Proposed LIBOR legislative fix raises new risks for banks

HSF's Rupert Lewis and Ceri Morgan discuss the legacy of LIBOR contracts for financial markets, as banks prepare to transition away from their use

Rupert Lewis & Ceri Morgan, Herbert Smith Freehills

The UK government’s legislative solution for so-called “tough legacy” LIBOR contracts raises several significant risks and contracting parties would be unwise to take their foot off the pedal of transition efforts.

The well-documented demise of the London Interbank Offered Rate, or LIBOR, will complete an unhappy trilogy of disruptive events for financial markets, hot on the heels of Brexit and the Covid-19 pandemic.

Despite the widespread use of the global benchmark, authorities have mostly viewed the acknowledgement from financial services regulators that discontinuation from LIBOR will be “a DEFCON 1 litigation event”, as being as a market-made problem which requires a market-led solution. They have carefully avoided giving a clear signal that any legislative fix would be forthcoming.

However, in a significant change of tack, the Chancellor of the Exchequer, Rishi Sunak, announced last month that the government would introduce a legislative solution for so-called “tough legacy” LIBOR-linked products. These are contracts which have no appropriate fall-back mechanism and cannot be renegotiated or amended by the end of 2021.

The government intends to use the upcoming Financial Services Bill to grant new regulatory powers to the Financial Conduct Authority (FCA) so that the regulator can change the methodology for calculating LIBOR following a trigger (such as an FCA announcement that LIBOR is no longer representative). 

This ‘legislative LIBOR’ will likely use some version of the risk-free rates chosen by each LIBOR currency area—such as the Sterling Overnight Index Average (SONIA), for sterling—plus a fixed spread adjustment.

However, even with a spread adjustment to account for the difference between LIBOR and SONIA, the interest rate payable by parties under LIBOR-linked contracts will change overnight, with the inevitable possibility of winners and losers.

For example, a party paying a LIBOR-linked rate on the trigger date (T) of a statement of non-representativeness will pay a different rate on day T+1 when the rate switches to ‘legislative LIBOR’. 

The spread adjustment will not neutralise the rate change on T+1, because it will almost certainly be calculated as the difference between the two rates over a set period (e.g. the past five years). In this sense, it is a blunt tool and unlikely to represent the bargain the parties would have struck.

· · ·

Return the part of the LIBOR article from "However, in a" to "end of 2021.", word for word. The records that come next are drawn from a different source than the LIBOR article.

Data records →
· · ·

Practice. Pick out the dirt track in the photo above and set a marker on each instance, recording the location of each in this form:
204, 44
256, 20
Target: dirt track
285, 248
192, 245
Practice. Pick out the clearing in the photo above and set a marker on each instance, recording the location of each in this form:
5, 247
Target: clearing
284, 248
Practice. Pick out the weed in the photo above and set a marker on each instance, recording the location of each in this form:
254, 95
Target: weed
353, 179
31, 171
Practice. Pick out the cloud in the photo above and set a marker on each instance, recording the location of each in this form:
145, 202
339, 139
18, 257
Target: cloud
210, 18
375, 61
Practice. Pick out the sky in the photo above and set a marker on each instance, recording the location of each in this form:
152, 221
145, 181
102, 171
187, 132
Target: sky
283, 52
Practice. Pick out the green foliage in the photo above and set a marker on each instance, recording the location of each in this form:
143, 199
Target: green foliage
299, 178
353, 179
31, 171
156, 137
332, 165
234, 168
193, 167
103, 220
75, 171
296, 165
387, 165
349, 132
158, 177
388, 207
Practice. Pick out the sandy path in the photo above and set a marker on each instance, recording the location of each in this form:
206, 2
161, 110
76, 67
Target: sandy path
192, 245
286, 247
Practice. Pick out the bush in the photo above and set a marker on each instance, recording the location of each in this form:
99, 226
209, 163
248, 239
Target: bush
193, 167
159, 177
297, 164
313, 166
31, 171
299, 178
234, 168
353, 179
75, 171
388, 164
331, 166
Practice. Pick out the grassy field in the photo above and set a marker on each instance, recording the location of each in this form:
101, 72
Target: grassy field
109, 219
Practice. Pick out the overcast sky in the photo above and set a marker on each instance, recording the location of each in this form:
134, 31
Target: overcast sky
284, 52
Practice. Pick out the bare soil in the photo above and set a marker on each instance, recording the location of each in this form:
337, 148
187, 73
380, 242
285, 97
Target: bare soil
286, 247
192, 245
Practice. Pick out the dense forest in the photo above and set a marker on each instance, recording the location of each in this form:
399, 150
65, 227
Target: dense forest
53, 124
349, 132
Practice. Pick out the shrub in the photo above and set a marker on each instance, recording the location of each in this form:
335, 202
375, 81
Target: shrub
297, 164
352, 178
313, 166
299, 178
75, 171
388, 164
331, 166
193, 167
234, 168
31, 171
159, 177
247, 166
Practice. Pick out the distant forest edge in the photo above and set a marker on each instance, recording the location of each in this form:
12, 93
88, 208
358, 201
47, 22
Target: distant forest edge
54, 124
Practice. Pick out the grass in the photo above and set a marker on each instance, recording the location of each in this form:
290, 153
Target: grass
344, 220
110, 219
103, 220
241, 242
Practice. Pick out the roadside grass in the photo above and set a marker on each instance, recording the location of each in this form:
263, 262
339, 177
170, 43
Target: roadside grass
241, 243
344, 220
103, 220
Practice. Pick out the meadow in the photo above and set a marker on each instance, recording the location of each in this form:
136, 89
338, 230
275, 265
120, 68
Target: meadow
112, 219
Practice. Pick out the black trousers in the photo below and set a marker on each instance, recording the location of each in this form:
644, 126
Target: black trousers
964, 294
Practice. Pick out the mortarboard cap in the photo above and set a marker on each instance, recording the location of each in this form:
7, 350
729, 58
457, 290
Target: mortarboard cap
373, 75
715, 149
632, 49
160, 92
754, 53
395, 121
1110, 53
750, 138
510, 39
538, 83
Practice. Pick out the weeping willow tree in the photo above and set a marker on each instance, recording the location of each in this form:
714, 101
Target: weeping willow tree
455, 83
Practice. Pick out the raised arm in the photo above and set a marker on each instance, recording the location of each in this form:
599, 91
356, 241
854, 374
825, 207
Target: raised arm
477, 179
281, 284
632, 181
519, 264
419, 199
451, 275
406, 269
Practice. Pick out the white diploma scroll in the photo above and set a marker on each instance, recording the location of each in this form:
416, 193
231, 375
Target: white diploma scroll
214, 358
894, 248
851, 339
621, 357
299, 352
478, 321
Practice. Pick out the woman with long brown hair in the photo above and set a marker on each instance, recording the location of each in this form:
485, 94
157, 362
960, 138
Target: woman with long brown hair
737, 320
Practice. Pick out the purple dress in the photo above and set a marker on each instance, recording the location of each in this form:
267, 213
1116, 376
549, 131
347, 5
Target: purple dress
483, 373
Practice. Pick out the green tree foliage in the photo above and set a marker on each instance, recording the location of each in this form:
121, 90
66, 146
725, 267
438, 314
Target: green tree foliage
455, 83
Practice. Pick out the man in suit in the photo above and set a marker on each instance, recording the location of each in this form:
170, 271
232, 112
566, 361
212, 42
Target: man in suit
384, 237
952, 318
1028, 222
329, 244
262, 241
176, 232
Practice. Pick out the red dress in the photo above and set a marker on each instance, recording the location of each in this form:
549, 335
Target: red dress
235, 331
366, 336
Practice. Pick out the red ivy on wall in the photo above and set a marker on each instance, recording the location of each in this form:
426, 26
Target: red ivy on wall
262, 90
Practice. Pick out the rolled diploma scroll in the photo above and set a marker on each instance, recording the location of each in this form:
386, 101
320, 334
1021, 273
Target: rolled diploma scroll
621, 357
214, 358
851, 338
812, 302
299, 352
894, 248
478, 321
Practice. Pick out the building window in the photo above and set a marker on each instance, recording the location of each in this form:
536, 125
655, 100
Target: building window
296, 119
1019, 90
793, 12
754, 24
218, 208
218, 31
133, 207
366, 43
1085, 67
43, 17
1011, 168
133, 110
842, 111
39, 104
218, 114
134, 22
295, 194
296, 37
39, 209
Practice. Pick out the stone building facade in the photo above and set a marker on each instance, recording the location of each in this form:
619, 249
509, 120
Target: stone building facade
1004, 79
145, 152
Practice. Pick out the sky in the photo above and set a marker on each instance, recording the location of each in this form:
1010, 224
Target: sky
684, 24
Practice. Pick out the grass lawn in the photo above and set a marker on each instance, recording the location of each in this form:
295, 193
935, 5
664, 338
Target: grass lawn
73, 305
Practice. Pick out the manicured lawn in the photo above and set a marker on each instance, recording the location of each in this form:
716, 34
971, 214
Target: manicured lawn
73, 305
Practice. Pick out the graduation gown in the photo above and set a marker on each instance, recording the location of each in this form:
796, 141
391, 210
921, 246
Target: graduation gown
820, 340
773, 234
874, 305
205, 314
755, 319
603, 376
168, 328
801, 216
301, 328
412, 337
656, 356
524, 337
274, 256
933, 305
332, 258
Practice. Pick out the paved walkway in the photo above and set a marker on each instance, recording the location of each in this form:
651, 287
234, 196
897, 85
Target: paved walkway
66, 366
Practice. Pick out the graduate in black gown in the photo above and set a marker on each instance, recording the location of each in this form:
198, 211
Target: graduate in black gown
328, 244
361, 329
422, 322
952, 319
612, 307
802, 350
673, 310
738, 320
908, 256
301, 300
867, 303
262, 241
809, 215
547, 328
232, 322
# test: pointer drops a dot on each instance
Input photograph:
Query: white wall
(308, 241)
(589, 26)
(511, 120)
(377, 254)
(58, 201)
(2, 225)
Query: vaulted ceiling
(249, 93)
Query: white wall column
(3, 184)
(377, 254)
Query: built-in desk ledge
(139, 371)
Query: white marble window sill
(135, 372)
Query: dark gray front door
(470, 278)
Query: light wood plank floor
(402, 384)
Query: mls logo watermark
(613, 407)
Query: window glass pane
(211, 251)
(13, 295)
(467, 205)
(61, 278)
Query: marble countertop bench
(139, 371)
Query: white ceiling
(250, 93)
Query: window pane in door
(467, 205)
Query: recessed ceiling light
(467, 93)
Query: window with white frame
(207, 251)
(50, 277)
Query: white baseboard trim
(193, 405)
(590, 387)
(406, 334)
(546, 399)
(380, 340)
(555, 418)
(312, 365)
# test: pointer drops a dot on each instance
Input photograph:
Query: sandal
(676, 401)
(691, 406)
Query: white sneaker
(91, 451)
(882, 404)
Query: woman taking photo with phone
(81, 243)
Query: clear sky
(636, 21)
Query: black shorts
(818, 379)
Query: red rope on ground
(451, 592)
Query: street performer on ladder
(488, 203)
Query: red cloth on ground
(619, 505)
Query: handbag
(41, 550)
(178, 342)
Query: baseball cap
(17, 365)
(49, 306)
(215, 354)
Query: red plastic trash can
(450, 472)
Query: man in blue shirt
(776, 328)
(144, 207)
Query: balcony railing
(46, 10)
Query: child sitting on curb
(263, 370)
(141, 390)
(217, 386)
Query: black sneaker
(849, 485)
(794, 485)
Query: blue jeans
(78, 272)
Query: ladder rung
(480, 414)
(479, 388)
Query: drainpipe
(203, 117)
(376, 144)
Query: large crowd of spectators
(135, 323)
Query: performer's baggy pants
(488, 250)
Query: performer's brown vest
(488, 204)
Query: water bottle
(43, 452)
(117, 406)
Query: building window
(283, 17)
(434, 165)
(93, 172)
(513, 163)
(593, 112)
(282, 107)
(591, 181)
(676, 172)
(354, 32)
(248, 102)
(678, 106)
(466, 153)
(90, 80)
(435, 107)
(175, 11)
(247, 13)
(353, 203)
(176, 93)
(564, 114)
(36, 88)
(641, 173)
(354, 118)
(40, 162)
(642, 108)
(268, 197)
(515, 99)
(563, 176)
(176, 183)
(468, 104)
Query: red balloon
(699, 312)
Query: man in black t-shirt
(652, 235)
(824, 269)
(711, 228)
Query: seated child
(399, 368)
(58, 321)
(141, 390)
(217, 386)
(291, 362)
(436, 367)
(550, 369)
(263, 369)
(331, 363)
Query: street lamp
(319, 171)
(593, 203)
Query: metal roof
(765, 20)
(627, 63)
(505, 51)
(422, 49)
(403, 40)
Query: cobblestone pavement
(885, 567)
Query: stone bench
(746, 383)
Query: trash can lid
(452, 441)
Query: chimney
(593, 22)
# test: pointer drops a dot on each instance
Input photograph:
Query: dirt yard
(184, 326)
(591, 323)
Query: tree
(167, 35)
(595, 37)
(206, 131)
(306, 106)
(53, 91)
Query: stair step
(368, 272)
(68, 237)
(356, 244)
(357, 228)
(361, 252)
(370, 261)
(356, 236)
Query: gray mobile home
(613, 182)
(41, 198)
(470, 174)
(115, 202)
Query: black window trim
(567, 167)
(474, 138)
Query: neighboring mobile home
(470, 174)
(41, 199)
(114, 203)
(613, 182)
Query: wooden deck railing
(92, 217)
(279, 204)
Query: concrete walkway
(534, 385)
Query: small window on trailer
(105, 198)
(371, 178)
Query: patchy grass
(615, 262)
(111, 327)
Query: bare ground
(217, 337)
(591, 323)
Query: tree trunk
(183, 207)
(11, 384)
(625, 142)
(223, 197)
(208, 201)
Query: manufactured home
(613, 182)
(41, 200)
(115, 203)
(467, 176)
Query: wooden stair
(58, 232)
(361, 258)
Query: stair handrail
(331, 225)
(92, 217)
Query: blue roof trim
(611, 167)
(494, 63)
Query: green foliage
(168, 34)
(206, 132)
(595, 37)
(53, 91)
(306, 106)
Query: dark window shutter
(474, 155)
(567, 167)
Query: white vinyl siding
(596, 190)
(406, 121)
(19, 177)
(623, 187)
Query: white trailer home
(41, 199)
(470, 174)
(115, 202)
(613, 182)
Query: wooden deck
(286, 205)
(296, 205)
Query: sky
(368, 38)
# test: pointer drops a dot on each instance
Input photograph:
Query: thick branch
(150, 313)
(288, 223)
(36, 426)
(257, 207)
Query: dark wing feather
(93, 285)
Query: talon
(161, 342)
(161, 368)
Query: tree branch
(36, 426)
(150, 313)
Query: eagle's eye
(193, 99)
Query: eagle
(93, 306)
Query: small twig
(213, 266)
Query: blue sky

· · ·

TASK SOLUTION →
However, in a significant change of tack, the Chancellor of the Exchequer, Rishi Sunak, announced last month that the government would introduce a legislative solution for so-called “tough legacy” LIBOR-linked products. These are contracts which have no appropriate fall-back mechanism and cannot be renegotiated or amended by the end of 2021.